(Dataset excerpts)
++++++++++
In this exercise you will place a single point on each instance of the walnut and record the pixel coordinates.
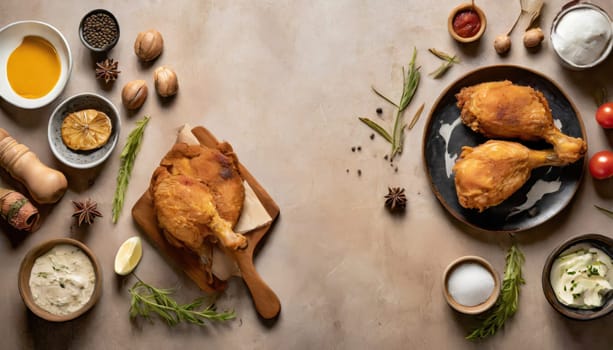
(148, 45)
(134, 94)
(166, 82)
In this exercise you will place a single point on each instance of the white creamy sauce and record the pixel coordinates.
(62, 280)
(470, 284)
(535, 194)
(582, 36)
(582, 276)
(445, 131)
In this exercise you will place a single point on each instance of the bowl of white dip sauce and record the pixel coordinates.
(577, 277)
(471, 285)
(582, 35)
(60, 280)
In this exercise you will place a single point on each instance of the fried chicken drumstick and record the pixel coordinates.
(488, 174)
(198, 196)
(504, 110)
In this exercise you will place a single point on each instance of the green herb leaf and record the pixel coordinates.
(507, 302)
(410, 81)
(376, 127)
(444, 67)
(147, 300)
(383, 97)
(416, 116)
(127, 157)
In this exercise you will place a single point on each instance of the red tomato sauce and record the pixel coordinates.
(466, 23)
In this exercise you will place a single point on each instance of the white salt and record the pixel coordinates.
(582, 36)
(470, 284)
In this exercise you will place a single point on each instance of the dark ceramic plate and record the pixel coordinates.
(601, 242)
(548, 190)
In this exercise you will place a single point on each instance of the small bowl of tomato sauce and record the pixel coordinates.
(466, 23)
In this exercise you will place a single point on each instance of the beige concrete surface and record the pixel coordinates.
(284, 82)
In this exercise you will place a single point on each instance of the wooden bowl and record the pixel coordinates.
(480, 308)
(598, 241)
(24, 279)
(466, 7)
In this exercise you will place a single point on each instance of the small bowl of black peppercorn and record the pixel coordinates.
(99, 30)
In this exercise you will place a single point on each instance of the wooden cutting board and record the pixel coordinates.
(266, 301)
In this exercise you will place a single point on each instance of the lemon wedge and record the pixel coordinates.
(128, 256)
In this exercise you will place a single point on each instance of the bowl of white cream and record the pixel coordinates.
(578, 277)
(582, 35)
(471, 285)
(60, 280)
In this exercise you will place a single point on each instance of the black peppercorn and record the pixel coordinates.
(100, 30)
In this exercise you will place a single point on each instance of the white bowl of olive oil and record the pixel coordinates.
(37, 62)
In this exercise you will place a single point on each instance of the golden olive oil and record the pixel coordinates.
(33, 68)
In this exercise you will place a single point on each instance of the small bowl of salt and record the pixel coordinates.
(582, 35)
(471, 285)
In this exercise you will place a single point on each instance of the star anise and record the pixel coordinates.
(86, 211)
(107, 70)
(395, 198)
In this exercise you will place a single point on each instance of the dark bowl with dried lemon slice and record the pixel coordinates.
(83, 130)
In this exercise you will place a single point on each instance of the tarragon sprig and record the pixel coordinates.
(127, 157)
(508, 300)
(148, 300)
(410, 82)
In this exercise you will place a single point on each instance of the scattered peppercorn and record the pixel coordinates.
(100, 30)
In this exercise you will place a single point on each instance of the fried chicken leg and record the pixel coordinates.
(504, 110)
(189, 210)
(488, 174)
(198, 196)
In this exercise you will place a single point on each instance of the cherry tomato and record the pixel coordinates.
(601, 165)
(604, 115)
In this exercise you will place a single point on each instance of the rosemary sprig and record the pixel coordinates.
(148, 300)
(127, 157)
(410, 82)
(444, 67)
(507, 302)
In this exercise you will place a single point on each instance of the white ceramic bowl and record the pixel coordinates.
(567, 62)
(11, 37)
(82, 159)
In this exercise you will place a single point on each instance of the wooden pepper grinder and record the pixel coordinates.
(45, 185)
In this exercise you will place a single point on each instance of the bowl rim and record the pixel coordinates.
(107, 47)
(564, 11)
(569, 312)
(484, 306)
(462, 7)
(24, 278)
(116, 125)
(57, 90)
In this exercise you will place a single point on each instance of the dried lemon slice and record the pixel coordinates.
(86, 130)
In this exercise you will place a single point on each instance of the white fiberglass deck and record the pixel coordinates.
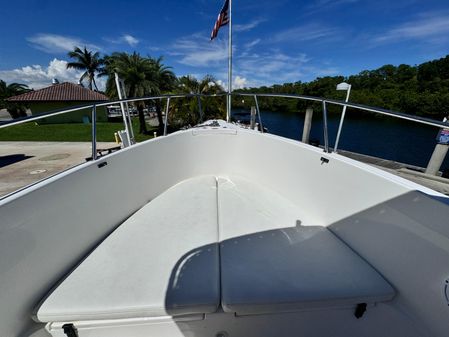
(212, 242)
(219, 229)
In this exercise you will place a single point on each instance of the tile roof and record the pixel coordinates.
(60, 92)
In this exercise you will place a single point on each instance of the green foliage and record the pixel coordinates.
(88, 61)
(9, 90)
(186, 110)
(66, 132)
(419, 90)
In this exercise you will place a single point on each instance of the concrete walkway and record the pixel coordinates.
(23, 163)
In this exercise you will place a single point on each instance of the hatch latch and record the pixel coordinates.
(360, 310)
(70, 330)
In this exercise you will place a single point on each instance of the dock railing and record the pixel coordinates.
(169, 98)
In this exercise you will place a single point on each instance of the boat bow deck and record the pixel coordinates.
(212, 241)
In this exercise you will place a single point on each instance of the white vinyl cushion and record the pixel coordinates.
(209, 241)
(271, 263)
(162, 260)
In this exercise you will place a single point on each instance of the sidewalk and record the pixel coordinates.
(23, 163)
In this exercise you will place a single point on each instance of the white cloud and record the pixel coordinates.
(252, 44)
(239, 82)
(124, 39)
(277, 67)
(37, 76)
(131, 40)
(308, 32)
(247, 26)
(426, 26)
(198, 51)
(52, 43)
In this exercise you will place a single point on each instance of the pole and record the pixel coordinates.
(122, 107)
(94, 132)
(228, 112)
(307, 125)
(438, 156)
(340, 126)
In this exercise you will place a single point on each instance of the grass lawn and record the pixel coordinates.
(68, 132)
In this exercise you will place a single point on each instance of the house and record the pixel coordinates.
(62, 96)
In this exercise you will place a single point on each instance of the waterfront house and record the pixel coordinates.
(61, 96)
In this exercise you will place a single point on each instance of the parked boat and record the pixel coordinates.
(220, 230)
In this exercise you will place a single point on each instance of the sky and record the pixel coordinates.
(274, 41)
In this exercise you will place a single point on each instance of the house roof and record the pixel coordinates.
(60, 92)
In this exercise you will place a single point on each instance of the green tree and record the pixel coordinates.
(86, 61)
(187, 110)
(9, 90)
(143, 76)
(165, 81)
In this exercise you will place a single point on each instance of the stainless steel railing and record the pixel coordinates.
(324, 102)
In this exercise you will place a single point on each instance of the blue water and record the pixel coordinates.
(389, 138)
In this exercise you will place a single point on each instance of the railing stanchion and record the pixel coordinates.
(94, 132)
(166, 116)
(200, 108)
(325, 131)
(258, 113)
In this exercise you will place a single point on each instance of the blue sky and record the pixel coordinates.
(274, 41)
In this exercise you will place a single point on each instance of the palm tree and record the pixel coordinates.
(88, 61)
(188, 109)
(135, 71)
(143, 76)
(165, 81)
(13, 89)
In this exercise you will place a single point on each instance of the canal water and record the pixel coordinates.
(384, 137)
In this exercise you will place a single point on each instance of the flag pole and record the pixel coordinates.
(228, 112)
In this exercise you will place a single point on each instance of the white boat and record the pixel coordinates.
(224, 231)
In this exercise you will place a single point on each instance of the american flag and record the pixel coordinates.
(222, 20)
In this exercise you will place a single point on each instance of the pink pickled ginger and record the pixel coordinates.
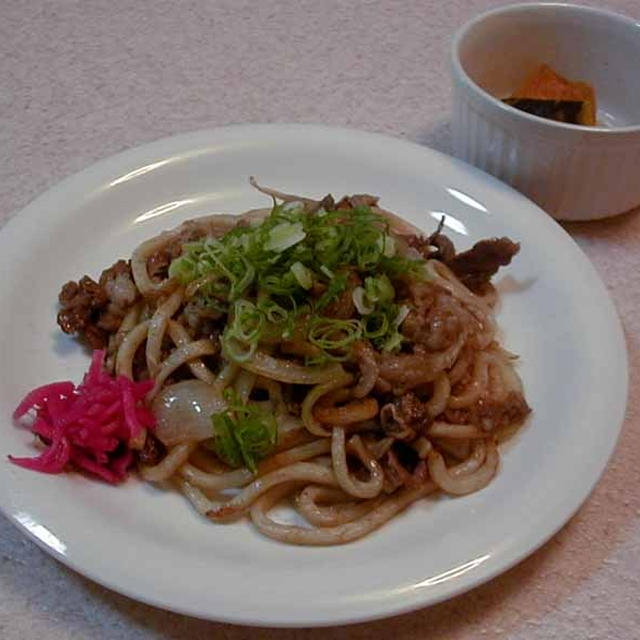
(90, 426)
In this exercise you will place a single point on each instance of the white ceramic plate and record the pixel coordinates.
(149, 544)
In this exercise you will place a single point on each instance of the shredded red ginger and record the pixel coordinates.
(90, 426)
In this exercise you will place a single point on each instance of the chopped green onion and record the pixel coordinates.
(303, 275)
(243, 434)
(284, 235)
(332, 335)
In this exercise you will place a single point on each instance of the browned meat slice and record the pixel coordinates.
(158, 263)
(152, 452)
(358, 200)
(476, 266)
(404, 417)
(94, 310)
(490, 415)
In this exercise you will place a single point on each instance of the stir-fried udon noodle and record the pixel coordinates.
(318, 352)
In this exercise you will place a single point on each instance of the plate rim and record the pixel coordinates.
(173, 146)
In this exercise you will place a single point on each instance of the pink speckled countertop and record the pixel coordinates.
(82, 79)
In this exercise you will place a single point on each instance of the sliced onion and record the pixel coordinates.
(287, 371)
(183, 411)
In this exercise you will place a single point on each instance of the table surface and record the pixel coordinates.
(83, 79)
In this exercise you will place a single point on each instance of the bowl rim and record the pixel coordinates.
(509, 111)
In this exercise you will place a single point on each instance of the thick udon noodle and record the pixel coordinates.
(327, 460)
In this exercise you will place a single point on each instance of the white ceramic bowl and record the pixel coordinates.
(573, 172)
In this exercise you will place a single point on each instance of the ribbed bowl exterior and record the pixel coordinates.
(571, 174)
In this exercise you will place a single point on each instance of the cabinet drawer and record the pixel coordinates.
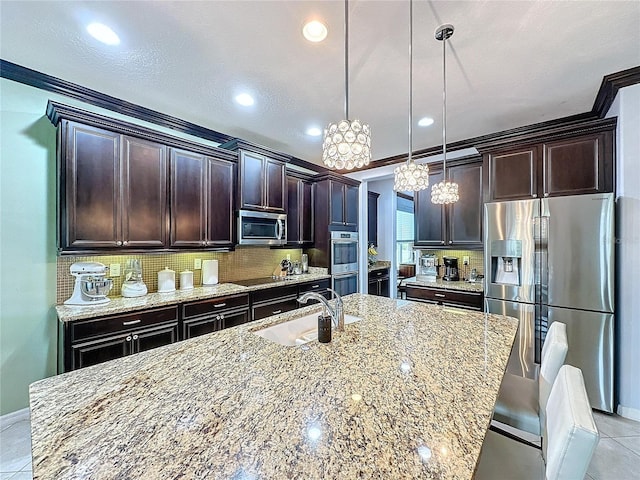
(134, 321)
(319, 286)
(268, 309)
(269, 294)
(196, 309)
(446, 297)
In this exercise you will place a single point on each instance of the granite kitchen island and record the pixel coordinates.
(407, 392)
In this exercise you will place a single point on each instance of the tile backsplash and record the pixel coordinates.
(476, 260)
(241, 264)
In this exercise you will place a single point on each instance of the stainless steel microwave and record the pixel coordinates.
(261, 228)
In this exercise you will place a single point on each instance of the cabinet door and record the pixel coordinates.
(514, 174)
(158, 337)
(293, 210)
(144, 193)
(220, 218)
(372, 218)
(306, 212)
(336, 203)
(91, 186)
(98, 351)
(464, 218)
(252, 181)
(578, 166)
(275, 185)
(428, 217)
(188, 180)
(351, 205)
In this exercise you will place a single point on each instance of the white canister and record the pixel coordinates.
(186, 280)
(166, 280)
(209, 272)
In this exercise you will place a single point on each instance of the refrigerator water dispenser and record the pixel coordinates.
(506, 262)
++++++++++
_TASK OBJECTIVE_
From the line holding "dispenser and record the pixel coordinates." to the last line of the records, quote each line exactly and add nothing.

_SOLUTION TO THIS TASK_
In this exercise you will place a single point on each instance of the refrigerator water dispenser and record the pixel coordinates.
(506, 262)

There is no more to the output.